— BEGIN —

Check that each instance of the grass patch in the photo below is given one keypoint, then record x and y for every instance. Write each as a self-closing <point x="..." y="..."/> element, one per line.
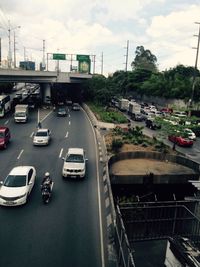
<point x="107" y="114"/>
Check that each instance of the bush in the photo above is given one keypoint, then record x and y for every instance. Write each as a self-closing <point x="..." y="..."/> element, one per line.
<point x="116" y="145"/>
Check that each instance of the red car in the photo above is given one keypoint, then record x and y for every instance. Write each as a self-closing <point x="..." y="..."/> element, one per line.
<point x="181" y="141"/>
<point x="4" y="136"/>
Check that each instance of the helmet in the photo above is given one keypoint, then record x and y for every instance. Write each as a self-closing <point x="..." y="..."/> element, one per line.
<point x="47" y="174"/>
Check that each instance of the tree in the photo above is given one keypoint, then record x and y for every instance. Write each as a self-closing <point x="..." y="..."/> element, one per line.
<point x="144" y="59"/>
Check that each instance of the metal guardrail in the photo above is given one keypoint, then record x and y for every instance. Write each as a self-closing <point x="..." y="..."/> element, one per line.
<point x="123" y="249"/>
<point x="159" y="220"/>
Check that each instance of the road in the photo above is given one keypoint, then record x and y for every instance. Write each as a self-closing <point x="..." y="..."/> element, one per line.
<point x="67" y="232"/>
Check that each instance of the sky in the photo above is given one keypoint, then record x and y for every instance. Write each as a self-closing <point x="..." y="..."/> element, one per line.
<point x="107" y="30"/>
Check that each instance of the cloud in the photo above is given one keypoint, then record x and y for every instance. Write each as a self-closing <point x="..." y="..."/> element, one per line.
<point x="171" y="37"/>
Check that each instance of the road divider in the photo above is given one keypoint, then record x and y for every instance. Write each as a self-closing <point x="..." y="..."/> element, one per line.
<point x="20" y="154"/>
<point x="61" y="151"/>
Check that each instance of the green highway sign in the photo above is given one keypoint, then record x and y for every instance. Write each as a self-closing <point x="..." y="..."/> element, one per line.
<point x="82" y="57"/>
<point x="59" y="56"/>
<point x="83" y="63"/>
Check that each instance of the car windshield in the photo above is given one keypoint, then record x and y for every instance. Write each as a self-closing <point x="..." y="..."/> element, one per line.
<point x="20" y="114"/>
<point x="15" y="181"/>
<point x="61" y="110"/>
<point x="74" y="158"/>
<point x="1" y="135"/>
<point x="41" y="134"/>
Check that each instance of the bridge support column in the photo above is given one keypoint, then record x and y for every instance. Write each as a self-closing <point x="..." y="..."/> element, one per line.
<point x="46" y="96"/>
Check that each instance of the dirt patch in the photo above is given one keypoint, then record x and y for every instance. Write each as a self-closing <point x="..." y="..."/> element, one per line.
<point x="146" y="166"/>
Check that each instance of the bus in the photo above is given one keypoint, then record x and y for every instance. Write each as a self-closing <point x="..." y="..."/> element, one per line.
<point x="5" y="104"/>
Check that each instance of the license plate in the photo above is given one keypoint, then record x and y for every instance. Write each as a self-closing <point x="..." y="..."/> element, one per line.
<point x="9" y="202"/>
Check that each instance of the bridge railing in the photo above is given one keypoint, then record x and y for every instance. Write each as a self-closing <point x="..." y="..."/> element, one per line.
<point x="159" y="220"/>
<point x="123" y="249"/>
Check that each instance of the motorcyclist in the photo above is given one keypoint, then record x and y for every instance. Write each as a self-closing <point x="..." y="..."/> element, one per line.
<point x="47" y="182"/>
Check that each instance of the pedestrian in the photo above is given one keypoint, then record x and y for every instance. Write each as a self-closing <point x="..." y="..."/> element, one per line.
<point x="174" y="146"/>
<point x="39" y="125"/>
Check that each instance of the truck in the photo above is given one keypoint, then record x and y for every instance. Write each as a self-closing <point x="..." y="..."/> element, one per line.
<point x="21" y="113"/>
<point x="123" y="104"/>
<point x="134" y="111"/>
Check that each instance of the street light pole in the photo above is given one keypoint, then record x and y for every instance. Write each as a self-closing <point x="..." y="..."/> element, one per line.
<point x="195" y="67"/>
<point x="9" y="44"/>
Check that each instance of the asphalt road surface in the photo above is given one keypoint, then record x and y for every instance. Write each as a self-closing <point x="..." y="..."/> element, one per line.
<point x="67" y="231"/>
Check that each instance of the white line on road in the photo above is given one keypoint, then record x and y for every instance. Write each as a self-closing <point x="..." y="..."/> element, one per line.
<point x="20" y="154"/>
<point x="61" y="151"/>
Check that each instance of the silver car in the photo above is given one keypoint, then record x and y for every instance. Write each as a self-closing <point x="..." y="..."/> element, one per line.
<point x="42" y="137"/>
<point x="74" y="165"/>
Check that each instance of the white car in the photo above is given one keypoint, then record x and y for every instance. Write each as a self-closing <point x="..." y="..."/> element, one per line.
<point x="42" y="137"/>
<point x="190" y="133"/>
<point x="17" y="186"/>
<point x="75" y="106"/>
<point x="74" y="163"/>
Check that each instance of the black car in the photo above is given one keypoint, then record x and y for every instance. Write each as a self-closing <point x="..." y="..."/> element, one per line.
<point x="62" y="112"/>
<point x="152" y="124"/>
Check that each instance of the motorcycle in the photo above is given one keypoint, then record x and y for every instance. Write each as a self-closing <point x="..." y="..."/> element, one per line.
<point x="46" y="192"/>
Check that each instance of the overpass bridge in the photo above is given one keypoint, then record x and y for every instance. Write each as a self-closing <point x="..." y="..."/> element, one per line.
<point x="16" y="75"/>
<point x="45" y="78"/>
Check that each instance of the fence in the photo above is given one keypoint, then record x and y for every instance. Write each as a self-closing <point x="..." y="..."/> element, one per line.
<point x="124" y="252"/>
<point x="159" y="220"/>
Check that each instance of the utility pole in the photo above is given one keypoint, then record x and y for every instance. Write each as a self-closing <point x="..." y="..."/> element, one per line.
<point x="102" y="63"/>
<point x="24" y="53"/>
<point x="195" y="68"/>
<point x="14" y="43"/>
<point x="9" y="44"/>
<point x="43" y="57"/>
<point x="94" y="57"/>
<point x="126" y="63"/>
<point x="0" y="52"/>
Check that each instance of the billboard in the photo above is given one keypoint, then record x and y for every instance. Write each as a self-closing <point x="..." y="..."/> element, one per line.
<point x="59" y="56"/>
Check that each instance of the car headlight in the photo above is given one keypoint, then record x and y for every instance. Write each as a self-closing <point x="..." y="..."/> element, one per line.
<point x="21" y="196"/>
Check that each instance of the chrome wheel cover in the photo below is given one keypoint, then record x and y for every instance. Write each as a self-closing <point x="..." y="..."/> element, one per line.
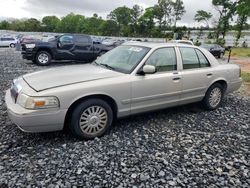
<point x="43" y="58"/>
<point x="215" y="97"/>
<point x="93" y="120"/>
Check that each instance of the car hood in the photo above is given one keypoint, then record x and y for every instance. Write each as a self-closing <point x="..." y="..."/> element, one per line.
<point x="66" y="75"/>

— END —

● **AIM**
Copy every line from the one containing "Check that each instance of the fence" through the end of the items above, shifting each point's x and y coordinates up by 35 and leaving all other text unchanged. Omit the pictures.

● **RESPONSE BELOW**
Check that each instance of the fence in the photo above is given one keypoint, then record x and y for every instance. Write each as a self-closing <point x="..." y="..."/> element, one per line.
<point x="159" y="287"/>
<point x="194" y="255"/>
Check that each instance of the utility pole in the photo above is given one keypoint, then record x and y for every instance. Write each as a self-closing <point x="..." y="..."/> element, one per line.
<point x="137" y="98"/>
<point x="59" y="88"/>
<point x="230" y="103"/>
<point x="49" y="78"/>
<point x="44" y="79"/>
<point x="78" y="92"/>
<point x="129" y="92"/>
<point x="161" y="98"/>
<point x="35" y="87"/>
Check that each instance of the billboard in the photo above is given one keypoint, then record x and y for every instance. Write each as a self-closing <point x="..." y="..."/> element, one per line.
<point x="94" y="91"/>
Check that each instance of the car headlight in the photo above is given one keypoint, then record x and y for every instance. Write each as a self-closing <point x="..." y="..."/> element, one per line.
<point x="56" y="231"/>
Check that each instance of the chrome wheel cover in the photo below is given one keypoint, then record x and y for every instance. Write each as a self-closing <point x="..." y="..."/> element, one per line.
<point x="78" y="93"/>
<point x="250" y="132"/>
<point x="128" y="155"/>
Check that each instance of the car hood in the photo above is given one keypoint, then record x and y for every instance. Write each as a self-closing <point x="..." y="..."/> element, one per line.
<point x="101" y="110"/>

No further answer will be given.